[Dataset records on the locations of objects]
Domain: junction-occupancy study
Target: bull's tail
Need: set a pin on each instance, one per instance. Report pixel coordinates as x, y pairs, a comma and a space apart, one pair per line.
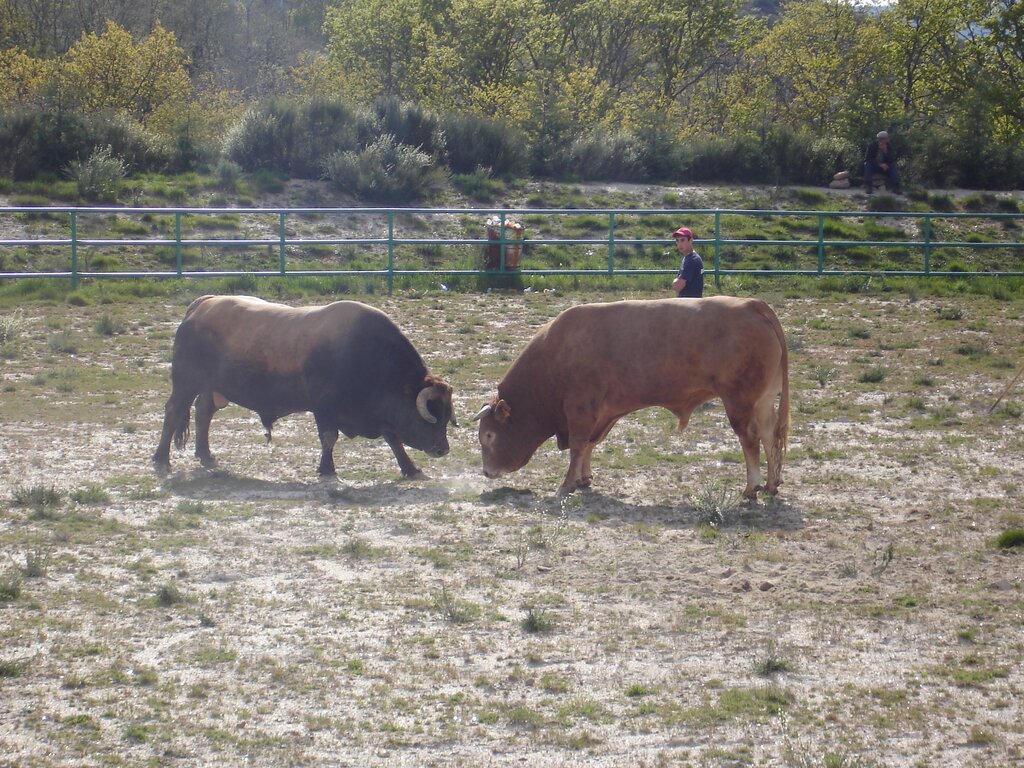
780, 438
780, 434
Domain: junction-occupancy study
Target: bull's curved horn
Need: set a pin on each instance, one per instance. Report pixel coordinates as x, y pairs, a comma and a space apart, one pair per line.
421, 404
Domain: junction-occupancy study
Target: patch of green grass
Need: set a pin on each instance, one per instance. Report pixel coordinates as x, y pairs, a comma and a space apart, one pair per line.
455, 609
772, 664
872, 375
168, 595
1010, 539
358, 549
90, 494
10, 587
538, 621
44, 501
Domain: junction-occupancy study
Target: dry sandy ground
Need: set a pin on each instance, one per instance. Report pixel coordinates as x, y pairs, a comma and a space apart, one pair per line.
254, 615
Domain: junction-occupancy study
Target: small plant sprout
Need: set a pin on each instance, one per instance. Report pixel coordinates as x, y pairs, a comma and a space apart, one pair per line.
538, 621
713, 502
823, 375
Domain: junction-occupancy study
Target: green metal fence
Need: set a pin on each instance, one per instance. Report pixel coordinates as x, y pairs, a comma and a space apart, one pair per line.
392, 228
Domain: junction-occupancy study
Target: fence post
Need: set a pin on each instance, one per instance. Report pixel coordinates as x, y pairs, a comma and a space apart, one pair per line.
718, 249
178, 255
611, 243
821, 243
501, 242
74, 250
281, 236
928, 244
390, 252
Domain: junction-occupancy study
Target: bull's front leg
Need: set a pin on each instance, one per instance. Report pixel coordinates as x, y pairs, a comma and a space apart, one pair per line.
205, 409
409, 468
328, 439
579, 455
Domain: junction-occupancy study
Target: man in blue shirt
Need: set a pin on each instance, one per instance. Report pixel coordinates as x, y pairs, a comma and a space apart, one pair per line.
689, 282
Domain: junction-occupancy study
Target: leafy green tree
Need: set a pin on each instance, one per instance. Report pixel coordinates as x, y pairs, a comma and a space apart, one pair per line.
112, 73
814, 68
1003, 59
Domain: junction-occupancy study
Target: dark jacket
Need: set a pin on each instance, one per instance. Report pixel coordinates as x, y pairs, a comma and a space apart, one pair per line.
875, 155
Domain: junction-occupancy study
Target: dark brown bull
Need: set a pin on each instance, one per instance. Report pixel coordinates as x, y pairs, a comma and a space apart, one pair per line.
594, 364
346, 363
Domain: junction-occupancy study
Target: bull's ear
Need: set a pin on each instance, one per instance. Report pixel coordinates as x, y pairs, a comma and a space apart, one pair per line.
502, 412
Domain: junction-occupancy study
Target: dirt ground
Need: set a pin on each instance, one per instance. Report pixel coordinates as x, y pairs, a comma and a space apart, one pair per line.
254, 615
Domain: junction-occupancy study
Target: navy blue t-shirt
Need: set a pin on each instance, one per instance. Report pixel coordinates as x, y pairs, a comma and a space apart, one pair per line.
692, 271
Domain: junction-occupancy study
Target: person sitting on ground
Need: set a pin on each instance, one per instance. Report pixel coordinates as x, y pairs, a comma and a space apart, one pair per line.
689, 283
881, 158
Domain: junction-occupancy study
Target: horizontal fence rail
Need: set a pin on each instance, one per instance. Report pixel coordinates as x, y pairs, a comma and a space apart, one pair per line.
278, 233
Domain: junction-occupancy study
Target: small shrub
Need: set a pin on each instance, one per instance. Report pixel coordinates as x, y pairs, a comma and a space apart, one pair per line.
771, 664
11, 328
35, 563
1010, 539
169, 595
228, 174
99, 176
606, 155
90, 494
823, 374
12, 669
714, 502
538, 621
41, 500
108, 326
872, 376
10, 587
454, 609
386, 171
62, 343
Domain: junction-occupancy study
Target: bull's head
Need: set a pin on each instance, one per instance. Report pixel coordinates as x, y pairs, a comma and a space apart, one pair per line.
434, 400
506, 443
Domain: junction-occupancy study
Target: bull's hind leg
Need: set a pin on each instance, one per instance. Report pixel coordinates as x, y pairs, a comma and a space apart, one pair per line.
766, 419
744, 425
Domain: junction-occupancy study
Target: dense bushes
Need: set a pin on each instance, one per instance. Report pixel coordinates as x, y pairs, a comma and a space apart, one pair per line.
295, 137
385, 150
38, 142
385, 171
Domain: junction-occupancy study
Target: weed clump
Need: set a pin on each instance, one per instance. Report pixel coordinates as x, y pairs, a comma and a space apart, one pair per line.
1010, 539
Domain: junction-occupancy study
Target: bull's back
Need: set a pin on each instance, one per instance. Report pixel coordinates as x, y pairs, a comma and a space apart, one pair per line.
257, 353
656, 351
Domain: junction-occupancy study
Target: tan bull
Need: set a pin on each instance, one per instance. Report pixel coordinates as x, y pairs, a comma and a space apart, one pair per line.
594, 364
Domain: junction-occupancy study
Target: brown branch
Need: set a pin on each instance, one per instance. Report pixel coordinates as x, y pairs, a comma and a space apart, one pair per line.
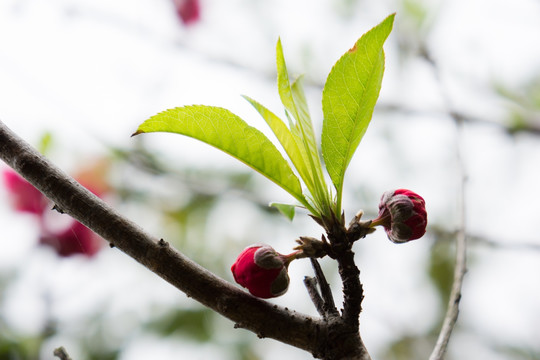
61, 353
460, 268
258, 316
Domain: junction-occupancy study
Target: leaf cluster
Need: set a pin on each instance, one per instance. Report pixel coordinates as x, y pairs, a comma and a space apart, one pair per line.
348, 101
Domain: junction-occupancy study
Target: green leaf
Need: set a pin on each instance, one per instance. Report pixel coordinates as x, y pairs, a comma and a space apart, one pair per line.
349, 97
286, 209
226, 131
295, 152
295, 103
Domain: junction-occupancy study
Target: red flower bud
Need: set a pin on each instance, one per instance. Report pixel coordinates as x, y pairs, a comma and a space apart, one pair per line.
263, 271
403, 215
188, 10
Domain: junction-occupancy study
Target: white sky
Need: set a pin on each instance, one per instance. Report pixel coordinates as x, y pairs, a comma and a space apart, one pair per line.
91, 71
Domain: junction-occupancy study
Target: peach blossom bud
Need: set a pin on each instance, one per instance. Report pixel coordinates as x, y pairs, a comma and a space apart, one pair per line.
403, 215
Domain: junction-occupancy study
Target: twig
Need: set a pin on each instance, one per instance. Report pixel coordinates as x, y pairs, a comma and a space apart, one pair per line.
329, 306
258, 316
61, 353
460, 268
311, 286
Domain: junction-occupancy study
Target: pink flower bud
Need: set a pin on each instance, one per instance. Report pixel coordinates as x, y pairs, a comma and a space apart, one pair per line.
23, 195
403, 215
263, 271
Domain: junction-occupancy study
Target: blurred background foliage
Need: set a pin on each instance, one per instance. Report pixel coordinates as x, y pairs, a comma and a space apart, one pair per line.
107, 307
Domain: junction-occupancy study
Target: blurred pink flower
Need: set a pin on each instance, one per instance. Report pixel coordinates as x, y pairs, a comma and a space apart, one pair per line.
187, 10
69, 240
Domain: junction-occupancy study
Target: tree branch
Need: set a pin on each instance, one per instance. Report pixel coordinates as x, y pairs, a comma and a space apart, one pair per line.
61, 353
460, 268
258, 316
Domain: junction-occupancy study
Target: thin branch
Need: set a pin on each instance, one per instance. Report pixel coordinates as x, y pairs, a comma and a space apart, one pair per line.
261, 317
329, 306
61, 353
460, 268
311, 286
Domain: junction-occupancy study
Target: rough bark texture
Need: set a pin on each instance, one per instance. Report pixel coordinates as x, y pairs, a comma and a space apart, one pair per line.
335, 337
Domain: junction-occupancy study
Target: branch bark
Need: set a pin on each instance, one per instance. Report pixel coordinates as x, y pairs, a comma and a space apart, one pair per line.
258, 316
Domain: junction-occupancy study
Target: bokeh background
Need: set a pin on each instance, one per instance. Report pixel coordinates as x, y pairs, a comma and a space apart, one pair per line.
462, 77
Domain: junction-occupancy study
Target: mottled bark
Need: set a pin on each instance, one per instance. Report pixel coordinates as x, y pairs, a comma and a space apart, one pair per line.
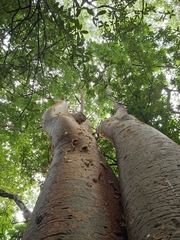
149, 169
80, 198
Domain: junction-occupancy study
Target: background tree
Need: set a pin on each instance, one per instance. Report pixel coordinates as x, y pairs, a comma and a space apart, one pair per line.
50, 50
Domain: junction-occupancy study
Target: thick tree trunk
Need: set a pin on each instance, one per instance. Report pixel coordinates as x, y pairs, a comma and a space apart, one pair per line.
149, 170
80, 198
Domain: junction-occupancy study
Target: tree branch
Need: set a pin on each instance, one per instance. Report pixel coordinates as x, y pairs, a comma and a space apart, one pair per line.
18, 201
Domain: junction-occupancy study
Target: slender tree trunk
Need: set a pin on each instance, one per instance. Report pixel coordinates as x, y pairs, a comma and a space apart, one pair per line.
149, 170
80, 198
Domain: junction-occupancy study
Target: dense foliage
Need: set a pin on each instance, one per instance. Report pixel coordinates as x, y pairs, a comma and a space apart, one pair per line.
50, 50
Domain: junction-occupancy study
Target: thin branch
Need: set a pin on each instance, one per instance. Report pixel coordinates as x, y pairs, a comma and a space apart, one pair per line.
82, 97
18, 201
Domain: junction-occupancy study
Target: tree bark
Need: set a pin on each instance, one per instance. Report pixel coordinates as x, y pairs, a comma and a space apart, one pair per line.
149, 164
80, 198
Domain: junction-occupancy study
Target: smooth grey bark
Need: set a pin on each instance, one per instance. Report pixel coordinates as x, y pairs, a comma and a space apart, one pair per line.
80, 198
149, 172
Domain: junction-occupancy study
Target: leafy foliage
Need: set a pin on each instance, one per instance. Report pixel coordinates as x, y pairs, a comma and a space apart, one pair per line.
50, 50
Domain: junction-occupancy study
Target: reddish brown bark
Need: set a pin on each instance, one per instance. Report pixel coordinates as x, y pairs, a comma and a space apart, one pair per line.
149, 169
80, 198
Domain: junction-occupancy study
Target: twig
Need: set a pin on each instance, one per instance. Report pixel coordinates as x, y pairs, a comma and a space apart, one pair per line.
82, 97
18, 201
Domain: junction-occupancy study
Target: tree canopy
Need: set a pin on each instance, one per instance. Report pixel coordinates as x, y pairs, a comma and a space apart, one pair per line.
52, 50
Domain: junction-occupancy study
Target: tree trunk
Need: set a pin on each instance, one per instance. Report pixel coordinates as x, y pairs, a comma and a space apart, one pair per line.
149, 164
80, 198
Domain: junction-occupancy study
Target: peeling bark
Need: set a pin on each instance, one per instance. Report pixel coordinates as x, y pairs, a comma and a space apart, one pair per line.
80, 198
149, 170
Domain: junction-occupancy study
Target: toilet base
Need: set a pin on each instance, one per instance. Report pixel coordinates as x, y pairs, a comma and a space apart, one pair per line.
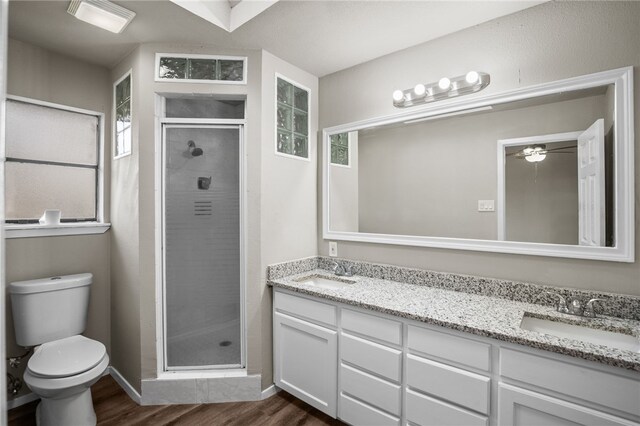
74, 410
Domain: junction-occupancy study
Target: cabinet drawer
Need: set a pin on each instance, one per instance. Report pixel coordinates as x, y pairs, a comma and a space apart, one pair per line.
370, 389
372, 326
425, 411
301, 307
521, 407
610, 390
461, 387
376, 358
457, 349
356, 413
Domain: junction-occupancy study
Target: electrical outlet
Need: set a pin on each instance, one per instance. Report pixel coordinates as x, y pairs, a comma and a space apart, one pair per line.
333, 249
486, 206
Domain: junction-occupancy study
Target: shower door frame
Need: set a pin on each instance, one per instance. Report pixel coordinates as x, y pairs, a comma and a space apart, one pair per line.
163, 123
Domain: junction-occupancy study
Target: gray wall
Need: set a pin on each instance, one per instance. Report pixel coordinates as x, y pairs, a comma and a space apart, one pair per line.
551, 41
288, 199
125, 215
39, 74
426, 178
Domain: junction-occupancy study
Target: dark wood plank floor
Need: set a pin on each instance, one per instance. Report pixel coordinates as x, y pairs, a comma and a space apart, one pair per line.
114, 407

> [Work to be completed]: Show every line of the material above that contains the word "blurred", matching case exactly.

> [Exercise result]:
Target: blurred background foliage
Target: blurred pink flower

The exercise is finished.